§ **PROBLEM**: Output the data as it stands. Each line must match exactly.

Natural-language object grounding data:
....

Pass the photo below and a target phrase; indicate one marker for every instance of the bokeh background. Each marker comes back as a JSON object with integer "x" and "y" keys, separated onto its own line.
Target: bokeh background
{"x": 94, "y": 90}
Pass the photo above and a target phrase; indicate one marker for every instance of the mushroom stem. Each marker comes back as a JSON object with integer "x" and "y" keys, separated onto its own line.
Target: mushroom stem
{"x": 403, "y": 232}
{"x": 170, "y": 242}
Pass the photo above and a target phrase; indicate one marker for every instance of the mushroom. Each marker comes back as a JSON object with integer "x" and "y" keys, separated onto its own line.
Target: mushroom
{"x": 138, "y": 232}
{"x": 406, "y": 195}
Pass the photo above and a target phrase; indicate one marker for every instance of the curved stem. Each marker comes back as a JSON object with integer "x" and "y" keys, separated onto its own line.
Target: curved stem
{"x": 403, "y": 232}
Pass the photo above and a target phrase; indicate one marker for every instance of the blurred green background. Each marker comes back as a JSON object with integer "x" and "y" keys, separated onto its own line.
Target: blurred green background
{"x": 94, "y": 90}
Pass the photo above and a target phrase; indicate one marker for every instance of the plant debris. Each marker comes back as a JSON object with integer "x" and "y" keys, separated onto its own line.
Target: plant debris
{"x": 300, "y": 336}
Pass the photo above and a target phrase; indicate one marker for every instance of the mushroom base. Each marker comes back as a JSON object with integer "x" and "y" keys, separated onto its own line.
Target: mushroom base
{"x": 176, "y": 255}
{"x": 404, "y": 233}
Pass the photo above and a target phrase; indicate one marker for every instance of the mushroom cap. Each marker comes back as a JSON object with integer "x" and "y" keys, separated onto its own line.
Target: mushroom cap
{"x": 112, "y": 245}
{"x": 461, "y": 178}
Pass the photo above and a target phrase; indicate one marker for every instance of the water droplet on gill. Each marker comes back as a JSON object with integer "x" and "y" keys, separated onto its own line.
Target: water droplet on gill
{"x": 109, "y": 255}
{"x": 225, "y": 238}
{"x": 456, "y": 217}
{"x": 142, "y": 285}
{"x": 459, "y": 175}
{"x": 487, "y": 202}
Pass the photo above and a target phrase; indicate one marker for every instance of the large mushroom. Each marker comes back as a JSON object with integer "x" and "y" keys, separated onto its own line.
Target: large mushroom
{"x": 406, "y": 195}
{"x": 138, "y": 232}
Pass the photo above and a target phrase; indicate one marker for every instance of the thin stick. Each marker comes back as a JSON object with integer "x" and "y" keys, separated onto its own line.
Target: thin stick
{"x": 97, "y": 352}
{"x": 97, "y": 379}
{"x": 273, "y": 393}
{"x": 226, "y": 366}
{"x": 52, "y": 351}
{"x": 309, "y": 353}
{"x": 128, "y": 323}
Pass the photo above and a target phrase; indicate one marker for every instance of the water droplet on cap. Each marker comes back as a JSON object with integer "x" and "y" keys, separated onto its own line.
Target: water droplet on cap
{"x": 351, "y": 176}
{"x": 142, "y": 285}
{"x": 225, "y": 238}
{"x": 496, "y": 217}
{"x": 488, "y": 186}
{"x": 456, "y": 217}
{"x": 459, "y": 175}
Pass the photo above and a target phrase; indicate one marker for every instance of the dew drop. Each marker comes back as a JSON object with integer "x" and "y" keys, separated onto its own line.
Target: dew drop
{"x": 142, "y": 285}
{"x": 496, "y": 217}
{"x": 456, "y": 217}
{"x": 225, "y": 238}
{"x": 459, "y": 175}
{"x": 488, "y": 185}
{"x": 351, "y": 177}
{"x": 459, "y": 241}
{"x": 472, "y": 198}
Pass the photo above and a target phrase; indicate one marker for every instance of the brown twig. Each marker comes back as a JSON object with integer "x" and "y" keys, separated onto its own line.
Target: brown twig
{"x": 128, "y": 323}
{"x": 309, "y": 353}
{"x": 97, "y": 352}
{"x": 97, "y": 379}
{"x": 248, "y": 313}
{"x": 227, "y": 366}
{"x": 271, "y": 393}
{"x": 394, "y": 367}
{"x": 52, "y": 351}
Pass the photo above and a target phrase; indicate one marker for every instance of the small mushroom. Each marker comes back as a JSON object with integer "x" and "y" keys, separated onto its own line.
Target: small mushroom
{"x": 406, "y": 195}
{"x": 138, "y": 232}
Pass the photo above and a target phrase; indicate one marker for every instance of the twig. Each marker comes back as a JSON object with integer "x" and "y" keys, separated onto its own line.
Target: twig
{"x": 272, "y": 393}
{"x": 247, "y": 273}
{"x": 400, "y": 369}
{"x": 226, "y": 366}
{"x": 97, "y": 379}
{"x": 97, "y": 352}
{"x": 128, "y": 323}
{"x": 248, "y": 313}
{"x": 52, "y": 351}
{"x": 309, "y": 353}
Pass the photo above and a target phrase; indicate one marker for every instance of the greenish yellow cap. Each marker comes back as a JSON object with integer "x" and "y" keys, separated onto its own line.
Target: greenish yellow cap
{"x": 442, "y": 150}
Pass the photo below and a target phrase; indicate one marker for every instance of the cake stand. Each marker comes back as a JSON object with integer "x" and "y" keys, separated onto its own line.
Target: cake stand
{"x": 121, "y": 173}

....

§ **THE COMPLETED TASK**:
Pass the photo below and a target phrase; indicate one marker for every instance of the bokeh background. Each marker comes back as a JSON object with integer "x" and "y" keys, separated onto its own line.
Target: bokeh background
{"x": 94, "y": 90}
Pass the photo above and a target phrase; indicate one marker for every instance of the mushroom stem. Each marker comes back as a JSON object with integer "x" and "y" keys, separated onto its own line.
Target: mushroom stem
{"x": 403, "y": 232}
{"x": 170, "y": 242}
Pass the photo above and a target phrase; indicate one marker for every instance of the mushroom. Each marker comes back as a JSON object with integer "x" and "y" keys, separated onto its own line.
Target: mushroom
{"x": 138, "y": 232}
{"x": 406, "y": 195}
Pass the photo above and a target phrase; indicate one marker for every instance of the curved stem. Each marker comes back as a JSON object with integer "x" and "y" keys, separated onto its own line.
Target: curved stem
{"x": 403, "y": 232}
Pass the photo above and a target phrase; indicate one marker for every instance of the blurred green background. Each marker comes back as a JSON object with integer "x" and "y" keys, separated onto its own line.
Target: blurred green background
{"x": 94, "y": 90}
Pass the photo above and a target phrase; indicate one marker for every instance of the plant debris. Each marker comes back as a JSON object with integer "x" and "y" keys, separated onto its own line.
Target: plant debris
{"x": 300, "y": 336}
Pass the photo above and a target phrase; indicate one marker for every instance of the mushroom base. Each marker comes back as a JSON object with integer "x" and "y" keys, separated onto its own line.
Target: mushroom base
{"x": 176, "y": 255}
{"x": 404, "y": 233}
Pass the photo above and a target phrase; indicate one marker for every instance of the mushroom cap. Each marker comes back as a JSON object with integer "x" and "y" keys, separated onto its own line.
Target: mushroom cap
{"x": 112, "y": 245}
{"x": 461, "y": 178}
Pass the photo above and a target phrase; indicate one marker for every instance of the water droplet on gill. Each marker comes back as a JSON object with integer "x" and "y" keys, separated onto its own line.
Target: water droplet on gill
{"x": 109, "y": 255}
{"x": 225, "y": 238}
{"x": 456, "y": 217}
{"x": 142, "y": 285}
{"x": 459, "y": 175}
{"x": 487, "y": 202}
Pass the photo above and a target phrase; indicate one marker for every instance of the large mushroom. Each marker comes back as a JSON object with integer "x" and "y" keys, separated onto its own line.
Target: large mushroom
{"x": 406, "y": 195}
{"x": 138, "y": 232}
Pass the photo above and a target phrase; indicate one marker for every instance of the thin stick. Each marker comes back as a JSON object with integer "x" and "y" keys, separated onto its own line.
Target: thin stick
{"x": 97, "y": 352}
{"x": 97, "y": 379}
{"x": 273, "y": 393}
{"x": 226, "y": 366}
{"x": 52, "y": 351}
{"x": 309, "y": 353}
{"x": 128, "y": 323}
Pass the photo above and a target phrase; indicate one marker for every instance of the water droplet on cap. Each marker comes back as a JSON object with integer "x" and "y" keys, separated onto its own line.
Target: water droplet on cap
{"x": 351, "y": 176}
{"x": 142, "y": 285}
{"x": 225, "y": 238}
{"x": 496, "y": 217}
{"x": 488, "y": 186}
{"x": 456, "y": 217}
{"x": 459, "y": 175}
Pass the photo above and a target phrase; indicate one marker for every instance of the dew drop. Each marker comes back as a JSON object with integer "x" and "y" keys, separated onto its own line.
Target: dew drop
{"x": 142, "y": 285}
{"x": 496, "y": 217}
{"x": 456, "y": 217}
{"x": 225, "y": 238}
{"x": 459, "y": 175}
{"x": 488, "y": 185}
{"x": 351, "y": 177}
{"x": 459, "y": 241}
{"x": 472, "y": 198}
Pass the photo above and a target phrase; indicate one marker for every instance of the brown twig. Each marker comes back as a JSON object with integer "x" and "y" keys, separated onto its own line.
Target: brown twig
{"x": 128, "y": 323}
{"x": 309, "y": 353}
{"x": 97, "y": 352}
{"x": 97, "y": 379}
{"x": 248, "y": 313}
{"x": 227, "y": 366}
{"x": 271, "y": 393}
{"x": 394, "y": 367}
{"x": 52, "y": 351}
Pass the photo above and a target phrase; indicate one marker for every instance of the small mushroom. Each marker comes back as a JSON object with integer "x" and "y" keys, separated onto its own line.
Target: small mushroom
{"x": 406, "y": 195}
{"x": 138, "y": 232}
Pass the photo above and a target phrase; indicate one marker for every instance of the twig. Each marker comes back as a JSON object with integer "x" and "y" keys, separated onto its own line.
Target: twig
{"x": 272, "y": 393}
{"x": 247, "y": 273}
{"x": 400, "y": 369}
{"x": 226, "y": 366}
{"x": 97, "y": 379}
{"x": 97, "y": 352}
{"x": 128, "y": 323}
{"x": 248, "y": 313}
{"x": 52, "y": 351}
{"x": 309, "y": 353}
Pass the photo above and a target phrase; indicate one marker for every instance of the greenish yellow cap. Each marker comes back as a JSON object with integer "x" and "y" keys, separated onto its own line.
Target: greenish yellow cap
{"x": 442, "y": 150}
Pass the photo below and a target phrase; indicate one marker for every instance of the cake stand. Each marker comes back as a JSON object with integer "x" and "y" keys, separated onto its own line.
Target: cake stand
{"x": 121, "y": 173}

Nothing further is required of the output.